- Stated task
List every line of the records that contains the string "small".

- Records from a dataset
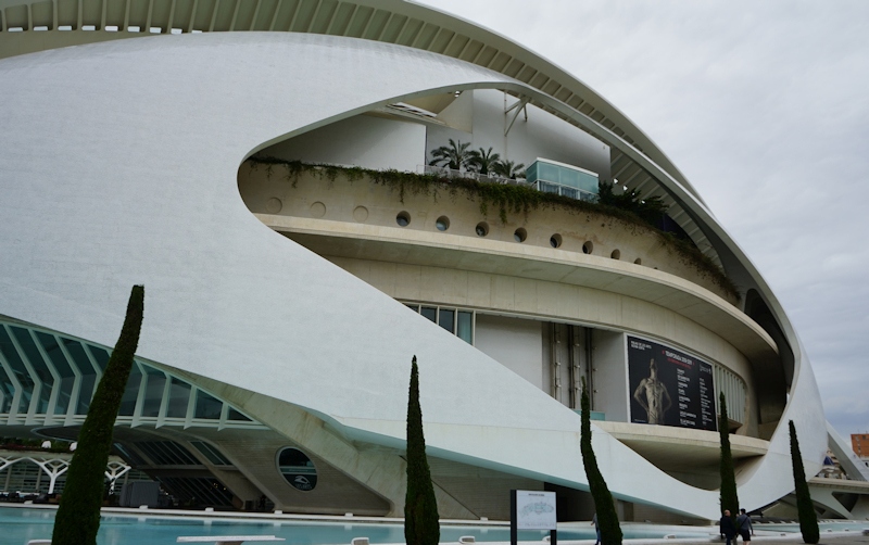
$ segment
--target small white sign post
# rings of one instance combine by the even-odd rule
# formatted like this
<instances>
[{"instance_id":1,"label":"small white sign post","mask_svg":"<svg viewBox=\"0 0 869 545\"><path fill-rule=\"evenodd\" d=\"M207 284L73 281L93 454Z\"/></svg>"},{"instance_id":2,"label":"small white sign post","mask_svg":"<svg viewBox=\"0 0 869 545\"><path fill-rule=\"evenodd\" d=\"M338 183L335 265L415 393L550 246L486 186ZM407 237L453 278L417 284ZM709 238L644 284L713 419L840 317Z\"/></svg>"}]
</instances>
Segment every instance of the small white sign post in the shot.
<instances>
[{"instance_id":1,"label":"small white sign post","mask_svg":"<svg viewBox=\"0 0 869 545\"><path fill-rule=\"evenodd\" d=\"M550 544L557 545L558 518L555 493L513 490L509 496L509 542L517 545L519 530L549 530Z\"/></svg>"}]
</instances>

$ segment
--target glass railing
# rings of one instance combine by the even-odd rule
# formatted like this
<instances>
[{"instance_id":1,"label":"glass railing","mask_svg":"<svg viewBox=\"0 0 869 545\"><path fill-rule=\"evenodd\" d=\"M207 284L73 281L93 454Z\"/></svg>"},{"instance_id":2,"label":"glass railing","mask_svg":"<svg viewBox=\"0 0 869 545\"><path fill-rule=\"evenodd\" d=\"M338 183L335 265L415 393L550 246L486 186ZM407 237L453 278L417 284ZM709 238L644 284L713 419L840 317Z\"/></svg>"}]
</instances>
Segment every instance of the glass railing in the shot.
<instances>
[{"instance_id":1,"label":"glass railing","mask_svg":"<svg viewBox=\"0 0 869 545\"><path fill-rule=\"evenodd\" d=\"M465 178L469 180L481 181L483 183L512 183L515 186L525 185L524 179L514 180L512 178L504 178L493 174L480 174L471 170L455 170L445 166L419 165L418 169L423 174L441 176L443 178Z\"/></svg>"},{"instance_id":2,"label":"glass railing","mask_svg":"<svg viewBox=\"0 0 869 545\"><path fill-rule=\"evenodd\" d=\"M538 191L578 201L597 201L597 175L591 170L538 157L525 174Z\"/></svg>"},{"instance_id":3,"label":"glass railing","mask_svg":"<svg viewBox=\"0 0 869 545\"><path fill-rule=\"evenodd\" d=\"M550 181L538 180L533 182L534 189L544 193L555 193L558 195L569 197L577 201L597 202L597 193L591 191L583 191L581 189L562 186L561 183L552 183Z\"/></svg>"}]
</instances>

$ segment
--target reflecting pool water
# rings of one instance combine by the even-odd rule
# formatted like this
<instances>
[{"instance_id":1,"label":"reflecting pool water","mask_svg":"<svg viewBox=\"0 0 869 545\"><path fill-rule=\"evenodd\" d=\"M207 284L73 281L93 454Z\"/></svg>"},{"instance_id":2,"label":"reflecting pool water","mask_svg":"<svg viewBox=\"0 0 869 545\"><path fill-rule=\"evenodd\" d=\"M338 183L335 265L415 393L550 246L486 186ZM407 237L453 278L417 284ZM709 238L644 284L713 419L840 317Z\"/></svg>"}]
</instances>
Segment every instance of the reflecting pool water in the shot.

--

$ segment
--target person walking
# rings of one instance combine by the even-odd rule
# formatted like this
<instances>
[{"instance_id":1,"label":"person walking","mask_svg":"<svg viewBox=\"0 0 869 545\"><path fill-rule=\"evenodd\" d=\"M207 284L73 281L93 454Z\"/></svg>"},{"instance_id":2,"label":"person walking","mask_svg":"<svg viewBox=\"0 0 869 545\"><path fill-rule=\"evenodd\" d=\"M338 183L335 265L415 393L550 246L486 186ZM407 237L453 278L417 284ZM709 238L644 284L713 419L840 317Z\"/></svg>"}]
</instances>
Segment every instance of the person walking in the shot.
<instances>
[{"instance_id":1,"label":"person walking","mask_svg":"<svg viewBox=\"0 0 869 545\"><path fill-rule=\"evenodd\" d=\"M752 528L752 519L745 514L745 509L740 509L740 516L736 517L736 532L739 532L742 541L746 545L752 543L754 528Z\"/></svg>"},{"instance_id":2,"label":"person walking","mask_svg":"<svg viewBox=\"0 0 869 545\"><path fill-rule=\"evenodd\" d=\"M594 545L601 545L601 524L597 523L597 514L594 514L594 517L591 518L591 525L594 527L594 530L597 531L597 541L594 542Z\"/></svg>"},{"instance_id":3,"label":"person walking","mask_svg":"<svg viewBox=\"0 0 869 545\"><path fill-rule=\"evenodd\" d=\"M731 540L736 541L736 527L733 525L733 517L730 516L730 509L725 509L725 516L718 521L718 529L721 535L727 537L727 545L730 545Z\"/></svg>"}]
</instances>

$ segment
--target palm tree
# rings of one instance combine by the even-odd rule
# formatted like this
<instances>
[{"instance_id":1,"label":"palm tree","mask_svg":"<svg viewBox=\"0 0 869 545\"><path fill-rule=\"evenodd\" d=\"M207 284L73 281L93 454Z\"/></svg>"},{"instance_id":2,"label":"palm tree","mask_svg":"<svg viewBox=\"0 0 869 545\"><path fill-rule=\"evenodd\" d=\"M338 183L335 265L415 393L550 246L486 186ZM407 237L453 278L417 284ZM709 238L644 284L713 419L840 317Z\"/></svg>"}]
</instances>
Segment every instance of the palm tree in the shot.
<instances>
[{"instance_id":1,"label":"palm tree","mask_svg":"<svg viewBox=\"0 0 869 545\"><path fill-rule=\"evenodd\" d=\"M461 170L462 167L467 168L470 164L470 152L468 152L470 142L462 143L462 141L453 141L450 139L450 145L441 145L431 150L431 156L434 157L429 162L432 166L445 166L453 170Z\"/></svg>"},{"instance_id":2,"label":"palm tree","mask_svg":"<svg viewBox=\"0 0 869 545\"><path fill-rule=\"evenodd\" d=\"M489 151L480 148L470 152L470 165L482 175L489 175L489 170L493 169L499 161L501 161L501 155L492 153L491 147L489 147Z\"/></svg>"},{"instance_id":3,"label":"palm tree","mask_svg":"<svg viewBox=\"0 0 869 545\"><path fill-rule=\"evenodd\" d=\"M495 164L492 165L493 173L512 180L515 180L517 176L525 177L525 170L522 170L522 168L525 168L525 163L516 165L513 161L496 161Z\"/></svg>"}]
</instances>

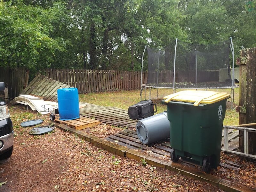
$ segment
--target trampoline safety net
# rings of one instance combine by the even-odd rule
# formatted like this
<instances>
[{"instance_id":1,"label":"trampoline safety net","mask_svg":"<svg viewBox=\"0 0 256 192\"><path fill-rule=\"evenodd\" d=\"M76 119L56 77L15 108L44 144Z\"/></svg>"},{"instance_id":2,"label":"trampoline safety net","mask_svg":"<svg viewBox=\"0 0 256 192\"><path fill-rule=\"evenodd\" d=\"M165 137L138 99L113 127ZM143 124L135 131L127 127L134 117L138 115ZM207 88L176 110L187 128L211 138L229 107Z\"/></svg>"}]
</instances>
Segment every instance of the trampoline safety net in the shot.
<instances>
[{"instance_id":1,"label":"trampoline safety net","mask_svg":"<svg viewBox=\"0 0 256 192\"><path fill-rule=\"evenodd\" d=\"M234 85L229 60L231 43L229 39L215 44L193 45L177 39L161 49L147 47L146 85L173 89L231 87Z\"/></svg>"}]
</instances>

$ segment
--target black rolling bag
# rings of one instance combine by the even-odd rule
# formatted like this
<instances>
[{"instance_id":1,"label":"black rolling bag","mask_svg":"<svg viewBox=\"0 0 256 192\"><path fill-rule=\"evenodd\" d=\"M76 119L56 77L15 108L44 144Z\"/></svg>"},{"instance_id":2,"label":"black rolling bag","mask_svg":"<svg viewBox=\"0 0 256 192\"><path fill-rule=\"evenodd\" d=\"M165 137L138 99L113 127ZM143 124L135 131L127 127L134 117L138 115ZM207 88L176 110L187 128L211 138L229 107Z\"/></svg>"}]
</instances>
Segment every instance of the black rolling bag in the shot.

--

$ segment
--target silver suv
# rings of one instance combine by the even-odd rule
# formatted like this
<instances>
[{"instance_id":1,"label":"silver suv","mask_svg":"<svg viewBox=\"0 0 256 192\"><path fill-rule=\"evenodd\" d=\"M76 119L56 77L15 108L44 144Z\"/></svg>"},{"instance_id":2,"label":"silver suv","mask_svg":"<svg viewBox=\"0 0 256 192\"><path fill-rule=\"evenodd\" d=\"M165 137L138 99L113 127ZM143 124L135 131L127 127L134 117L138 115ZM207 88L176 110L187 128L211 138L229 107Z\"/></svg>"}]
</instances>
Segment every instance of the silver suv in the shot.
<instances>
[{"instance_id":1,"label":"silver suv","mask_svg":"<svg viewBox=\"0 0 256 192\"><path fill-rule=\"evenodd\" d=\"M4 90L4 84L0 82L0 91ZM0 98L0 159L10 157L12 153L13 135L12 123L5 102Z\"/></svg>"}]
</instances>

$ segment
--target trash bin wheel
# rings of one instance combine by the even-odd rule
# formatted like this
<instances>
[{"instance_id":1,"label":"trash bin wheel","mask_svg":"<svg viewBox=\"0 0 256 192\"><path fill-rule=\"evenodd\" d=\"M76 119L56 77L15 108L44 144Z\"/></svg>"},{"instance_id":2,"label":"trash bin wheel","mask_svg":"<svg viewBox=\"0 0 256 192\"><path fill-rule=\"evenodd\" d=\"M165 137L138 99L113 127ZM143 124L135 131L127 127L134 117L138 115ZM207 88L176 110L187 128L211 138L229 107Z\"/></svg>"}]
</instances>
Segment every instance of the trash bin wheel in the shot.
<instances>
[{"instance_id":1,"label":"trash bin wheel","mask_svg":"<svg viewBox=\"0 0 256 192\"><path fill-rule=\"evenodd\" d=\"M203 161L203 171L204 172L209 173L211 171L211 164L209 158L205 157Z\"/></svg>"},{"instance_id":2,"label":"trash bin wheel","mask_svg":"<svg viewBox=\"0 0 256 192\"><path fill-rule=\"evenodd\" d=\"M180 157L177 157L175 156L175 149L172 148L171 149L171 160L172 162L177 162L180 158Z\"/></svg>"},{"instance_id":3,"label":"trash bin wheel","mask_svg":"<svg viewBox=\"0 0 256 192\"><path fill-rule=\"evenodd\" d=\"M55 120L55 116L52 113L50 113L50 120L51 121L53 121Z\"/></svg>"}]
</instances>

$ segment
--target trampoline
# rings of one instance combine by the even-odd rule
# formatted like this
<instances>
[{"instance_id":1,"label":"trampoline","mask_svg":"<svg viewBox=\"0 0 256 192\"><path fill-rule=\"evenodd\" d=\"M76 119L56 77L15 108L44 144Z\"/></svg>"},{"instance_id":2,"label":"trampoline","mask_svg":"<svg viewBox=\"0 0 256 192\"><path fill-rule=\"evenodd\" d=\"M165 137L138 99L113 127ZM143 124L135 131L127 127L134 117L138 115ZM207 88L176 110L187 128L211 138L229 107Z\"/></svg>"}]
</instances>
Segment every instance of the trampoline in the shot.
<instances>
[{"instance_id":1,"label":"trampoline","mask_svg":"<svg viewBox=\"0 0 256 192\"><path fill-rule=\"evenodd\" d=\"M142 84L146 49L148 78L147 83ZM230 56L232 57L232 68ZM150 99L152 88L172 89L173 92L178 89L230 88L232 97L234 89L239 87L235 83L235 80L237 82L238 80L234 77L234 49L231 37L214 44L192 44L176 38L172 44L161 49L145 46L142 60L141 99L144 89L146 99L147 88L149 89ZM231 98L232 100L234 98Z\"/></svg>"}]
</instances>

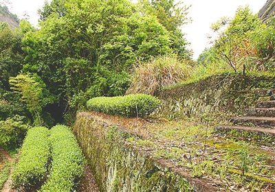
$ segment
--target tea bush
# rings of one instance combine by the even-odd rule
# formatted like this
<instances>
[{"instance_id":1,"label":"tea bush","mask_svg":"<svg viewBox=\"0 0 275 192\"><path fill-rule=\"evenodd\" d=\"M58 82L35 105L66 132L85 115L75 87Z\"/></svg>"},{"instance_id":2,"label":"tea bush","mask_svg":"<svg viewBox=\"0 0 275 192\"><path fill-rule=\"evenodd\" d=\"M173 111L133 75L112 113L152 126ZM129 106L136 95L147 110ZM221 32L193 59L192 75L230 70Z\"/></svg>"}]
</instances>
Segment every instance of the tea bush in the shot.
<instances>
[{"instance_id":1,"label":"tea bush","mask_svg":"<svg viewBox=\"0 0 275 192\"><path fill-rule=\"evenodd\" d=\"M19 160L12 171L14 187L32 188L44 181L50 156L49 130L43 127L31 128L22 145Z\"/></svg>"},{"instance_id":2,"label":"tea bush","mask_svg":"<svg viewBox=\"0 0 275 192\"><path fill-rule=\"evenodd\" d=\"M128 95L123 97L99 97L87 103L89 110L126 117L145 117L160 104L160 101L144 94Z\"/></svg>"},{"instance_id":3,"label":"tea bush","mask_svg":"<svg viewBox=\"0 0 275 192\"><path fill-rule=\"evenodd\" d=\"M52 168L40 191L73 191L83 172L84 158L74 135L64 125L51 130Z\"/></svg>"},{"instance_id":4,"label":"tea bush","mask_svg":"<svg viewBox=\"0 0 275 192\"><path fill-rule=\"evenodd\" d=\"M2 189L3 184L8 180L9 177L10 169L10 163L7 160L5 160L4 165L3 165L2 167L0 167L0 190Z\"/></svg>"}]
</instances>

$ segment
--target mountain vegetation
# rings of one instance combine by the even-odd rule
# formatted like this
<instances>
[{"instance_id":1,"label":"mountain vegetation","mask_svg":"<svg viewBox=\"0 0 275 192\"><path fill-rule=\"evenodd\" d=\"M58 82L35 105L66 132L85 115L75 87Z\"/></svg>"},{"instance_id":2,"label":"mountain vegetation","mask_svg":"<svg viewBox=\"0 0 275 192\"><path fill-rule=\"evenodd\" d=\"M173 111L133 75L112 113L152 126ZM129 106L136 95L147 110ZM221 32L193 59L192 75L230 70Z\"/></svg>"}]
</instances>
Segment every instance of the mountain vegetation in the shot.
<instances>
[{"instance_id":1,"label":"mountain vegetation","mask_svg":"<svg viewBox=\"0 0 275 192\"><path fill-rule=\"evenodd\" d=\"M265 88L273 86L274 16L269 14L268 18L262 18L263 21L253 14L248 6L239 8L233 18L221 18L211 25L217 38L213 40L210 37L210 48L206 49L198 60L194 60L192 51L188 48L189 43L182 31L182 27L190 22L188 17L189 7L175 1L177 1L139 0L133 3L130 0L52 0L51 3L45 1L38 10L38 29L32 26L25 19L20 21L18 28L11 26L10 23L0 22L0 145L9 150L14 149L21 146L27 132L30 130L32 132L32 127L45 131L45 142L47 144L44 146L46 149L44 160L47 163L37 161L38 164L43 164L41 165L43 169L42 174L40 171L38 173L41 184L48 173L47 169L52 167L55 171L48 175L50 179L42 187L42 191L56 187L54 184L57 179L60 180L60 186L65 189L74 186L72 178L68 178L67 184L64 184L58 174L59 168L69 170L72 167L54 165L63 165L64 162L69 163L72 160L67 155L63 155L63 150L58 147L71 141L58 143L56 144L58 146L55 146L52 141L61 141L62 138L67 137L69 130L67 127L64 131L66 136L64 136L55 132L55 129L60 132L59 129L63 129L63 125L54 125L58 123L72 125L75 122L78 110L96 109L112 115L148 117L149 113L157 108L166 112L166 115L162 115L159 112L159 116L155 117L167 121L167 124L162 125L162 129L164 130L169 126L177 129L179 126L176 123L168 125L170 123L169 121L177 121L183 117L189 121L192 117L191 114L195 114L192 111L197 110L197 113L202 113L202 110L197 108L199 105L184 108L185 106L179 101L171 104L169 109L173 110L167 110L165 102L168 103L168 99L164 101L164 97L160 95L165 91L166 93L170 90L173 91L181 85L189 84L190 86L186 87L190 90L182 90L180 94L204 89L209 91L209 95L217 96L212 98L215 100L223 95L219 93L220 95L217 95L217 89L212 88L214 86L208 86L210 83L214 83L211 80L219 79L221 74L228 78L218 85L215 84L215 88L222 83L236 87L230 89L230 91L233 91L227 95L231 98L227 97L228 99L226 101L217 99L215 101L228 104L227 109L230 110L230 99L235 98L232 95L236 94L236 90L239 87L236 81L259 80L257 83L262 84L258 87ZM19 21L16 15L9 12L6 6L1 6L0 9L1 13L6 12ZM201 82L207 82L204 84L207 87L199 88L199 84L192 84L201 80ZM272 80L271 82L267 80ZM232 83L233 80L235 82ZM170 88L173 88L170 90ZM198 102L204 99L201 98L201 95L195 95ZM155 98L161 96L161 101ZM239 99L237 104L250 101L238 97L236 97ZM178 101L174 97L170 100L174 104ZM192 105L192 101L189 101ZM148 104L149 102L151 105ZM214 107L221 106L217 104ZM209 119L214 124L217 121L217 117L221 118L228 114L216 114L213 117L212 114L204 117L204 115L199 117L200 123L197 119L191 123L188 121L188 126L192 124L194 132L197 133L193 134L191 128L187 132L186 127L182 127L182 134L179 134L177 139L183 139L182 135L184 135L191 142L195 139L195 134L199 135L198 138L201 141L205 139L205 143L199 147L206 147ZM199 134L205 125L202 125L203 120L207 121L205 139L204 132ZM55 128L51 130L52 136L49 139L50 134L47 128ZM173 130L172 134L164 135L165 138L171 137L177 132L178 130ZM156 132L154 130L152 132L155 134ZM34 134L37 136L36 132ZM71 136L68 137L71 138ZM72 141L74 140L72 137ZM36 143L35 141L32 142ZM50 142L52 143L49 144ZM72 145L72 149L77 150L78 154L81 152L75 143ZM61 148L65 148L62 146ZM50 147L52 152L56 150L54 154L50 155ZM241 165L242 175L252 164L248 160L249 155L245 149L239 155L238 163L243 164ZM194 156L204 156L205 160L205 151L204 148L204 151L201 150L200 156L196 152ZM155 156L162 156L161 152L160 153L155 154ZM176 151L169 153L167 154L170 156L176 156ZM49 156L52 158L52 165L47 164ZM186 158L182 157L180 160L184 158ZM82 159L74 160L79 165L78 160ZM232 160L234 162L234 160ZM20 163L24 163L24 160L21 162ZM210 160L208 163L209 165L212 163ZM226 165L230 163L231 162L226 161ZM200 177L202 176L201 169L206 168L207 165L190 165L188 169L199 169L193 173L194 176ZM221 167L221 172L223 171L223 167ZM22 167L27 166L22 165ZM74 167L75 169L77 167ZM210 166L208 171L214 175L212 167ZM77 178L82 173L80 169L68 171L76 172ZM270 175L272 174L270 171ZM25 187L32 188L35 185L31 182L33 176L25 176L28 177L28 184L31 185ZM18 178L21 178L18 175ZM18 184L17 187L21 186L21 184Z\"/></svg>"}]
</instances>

- Problem solution
--target small white sign post
[{"instance_id":1,"label":"small white sign post","mask_svg":"<svg viewBox=\"0 0 869 545\"><path fill-rule=\"evenodd\" d=\"M207 284L73 281L93 454Z\"/></svg>"},{"instance_id":2,"label":"small white sign post","mask_svg":"<svg viewBox=\"0 0 869 545\"><path fill-rule=\"evenodd\" d=\"M338 183L335 265L415 393L550 246L486 186ZM407 237L453 278L417 284ZM709 238L644 284L713 419L840 317Z\"/></svg>"}]
Segment every instance of the small white sign post in the shot.
[{"instance_id":1,"label":"small white sign post","mask_svg":"<svg viewBox=\"0 0 869 545\"><path fill-rule=\"evenodd\" d=\"M550 544L557 545L558 518L555 493L513 490L509 496L509 542L517 545L519 530L549 530Z\"/></svg>"}]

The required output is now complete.